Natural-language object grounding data
□ □ □ □

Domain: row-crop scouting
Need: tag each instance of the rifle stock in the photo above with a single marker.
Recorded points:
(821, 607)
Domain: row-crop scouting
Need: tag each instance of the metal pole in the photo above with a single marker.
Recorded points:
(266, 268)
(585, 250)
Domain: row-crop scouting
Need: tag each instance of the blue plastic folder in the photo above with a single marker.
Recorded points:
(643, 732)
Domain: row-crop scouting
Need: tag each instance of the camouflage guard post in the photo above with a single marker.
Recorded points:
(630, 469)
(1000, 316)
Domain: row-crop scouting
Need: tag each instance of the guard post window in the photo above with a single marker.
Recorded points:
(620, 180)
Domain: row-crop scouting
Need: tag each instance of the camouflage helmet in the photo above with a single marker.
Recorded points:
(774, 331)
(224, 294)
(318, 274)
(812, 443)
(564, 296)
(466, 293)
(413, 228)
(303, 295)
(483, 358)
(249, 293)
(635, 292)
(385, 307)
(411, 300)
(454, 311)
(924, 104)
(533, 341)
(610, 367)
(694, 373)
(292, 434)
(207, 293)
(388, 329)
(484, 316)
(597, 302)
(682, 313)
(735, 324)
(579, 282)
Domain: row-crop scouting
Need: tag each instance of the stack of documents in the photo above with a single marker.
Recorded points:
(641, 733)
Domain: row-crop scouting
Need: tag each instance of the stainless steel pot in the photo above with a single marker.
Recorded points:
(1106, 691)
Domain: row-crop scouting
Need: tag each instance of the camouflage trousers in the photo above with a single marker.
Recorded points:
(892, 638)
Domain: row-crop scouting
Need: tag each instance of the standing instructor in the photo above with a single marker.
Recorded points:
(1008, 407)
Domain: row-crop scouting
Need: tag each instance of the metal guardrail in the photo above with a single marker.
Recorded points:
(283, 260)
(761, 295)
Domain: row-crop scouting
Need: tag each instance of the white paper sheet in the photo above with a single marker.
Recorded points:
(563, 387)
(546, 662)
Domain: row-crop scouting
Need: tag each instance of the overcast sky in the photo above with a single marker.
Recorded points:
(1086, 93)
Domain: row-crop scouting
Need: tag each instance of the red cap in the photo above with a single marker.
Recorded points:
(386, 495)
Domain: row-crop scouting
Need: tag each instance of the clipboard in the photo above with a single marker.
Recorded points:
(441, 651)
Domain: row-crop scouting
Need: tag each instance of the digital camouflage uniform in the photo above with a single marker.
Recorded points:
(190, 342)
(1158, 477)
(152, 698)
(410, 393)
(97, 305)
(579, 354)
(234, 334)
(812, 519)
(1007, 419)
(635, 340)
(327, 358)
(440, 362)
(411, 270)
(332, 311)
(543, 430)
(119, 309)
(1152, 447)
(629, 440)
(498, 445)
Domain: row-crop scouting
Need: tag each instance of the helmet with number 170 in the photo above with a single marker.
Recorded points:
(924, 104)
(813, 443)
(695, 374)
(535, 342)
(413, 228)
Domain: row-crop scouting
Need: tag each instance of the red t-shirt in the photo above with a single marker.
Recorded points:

□ □ □ □

### Exercise
What is needed is an exact copy of all the data above.

### Exercise answer
Domain: row-crop scouting
Need: tag each instance of the rifle stock in the photo above with a single marker.
Recorded points:
(821, 607)
Domain: row-crop scouting
Need: tag each instance of the metal pole in the photo above with a single marker.
Recorded points:
(266, 268)
(585, 250)
Domain: row-crop scouting
Need: tag each instance of the blue plastic folder in the photo above with a single marker.
Recorded points:
(643, 732)
Domain: row-crop scouting
Need: tag each instance of the camouflage guard post in the photo above with a single marker.
Recorded points:
(630, 469)
(1000, 316)
Domain: row-crop scouting
Need: tag each instance of the guard post window in the photo above with a single marker.
Recorded points:
(620, 180)
Domain: row-crop scouting
Need: tag each instance of the camouflage helmet in the photo above with a single marker.
Recorded points:
(774, 331)
(224, 294)
(318, 274)
(812, 443)
(564, 296)
(466, 293)
(413, 228)
(303, 295)
(483, 358)
(249, 293)
(635, 292)
(385, 307)
(411, 300)
(454, 311)
(924, 104)
(533, 341)
(610, 367)
(694, 373)
(292, 434)
(207, 293)
(388, 329)
(484, 316)
(597, 302)
(682, 313)
(735, 324)
(579, 282)
Domain: row-crop scouting
Need: tag each instance of the stack of documents in the photo above with a single marker.
Recorded points:
(641, 733)
Domain: row-crop scouting
Need: tag each instance of the stainless steel pot in the photo above with a single marker.
Recorded points:
(1106, 691)
Domain: row-crop scouting
Need: tag each instance of the camouflage trousers in the photo above with a single marker.
Recorded points:
(892, 638)
Domain: row-crop scouting
Need: tag each instance of the standing instructor in the photo above with a single marker.
Recorded points:
(1008, 407)
Domain: row-crop scouting
Need: tag each instance of the metal guardrail in the photo above with a single marker.
Recorded points:
(283, 260)
(761, 295)
Domain: row-crop scouting
Need: tag each instance of the white paper sheet in the photo above with a single marker.
Recorded points:
(563, 387)
(546, 662)
Domain: row-crop scouting
Need: tag each instance of the overcast sky in the photo above with a single marker.
Recorded points:
(1086, 93)
Domain: row-crop scouting
Need: tag each instance of the red cap in the photo above with a single marker.
Recorded points:
(386, 495)
Domain: row-crop scouting
Need: tag each instance of the clipboard in the photo above with a single marker.
Recorded points:
(441, 651)
Domain: row-crop scouting
Need: tag each instance of the digital camouflage uniform in the photo above with a single marker.
Recorded points:
(190, 342)
(1158, 477)
(152, 698)
(410, 393)
(97, 305)
(579, 354)
(234, 334)
(812, 519)
(1007, 419)
(635, 340)
(327, 358)
(440, 362)
(411, 270)
(332, 311)
(543, 430)
(119, 309)
(1152, 447)
(629, 440)
(498, 445)
Domain: row-crop scouting
Need: tag each instance of the helmet with number 170 in the photo above with a single marker.
Recorded points:
(924, 104)
(813, 443)
(695, 374)
(535, 342)
(413, 228)
Domain: row-crop scouting
Need: tag each instance of the red t-shirt in the photo above with a single marker.
Recorded points:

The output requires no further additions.